Written request:
Reproduce each of the entries below line for line, without changing anything.

Data listing:
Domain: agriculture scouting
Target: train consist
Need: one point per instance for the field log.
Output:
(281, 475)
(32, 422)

Expected output:
Domain: agriculture scouting
Target: train consist
Need: one point per instance for the field log.
Output:
(281, 475)
(32, 422)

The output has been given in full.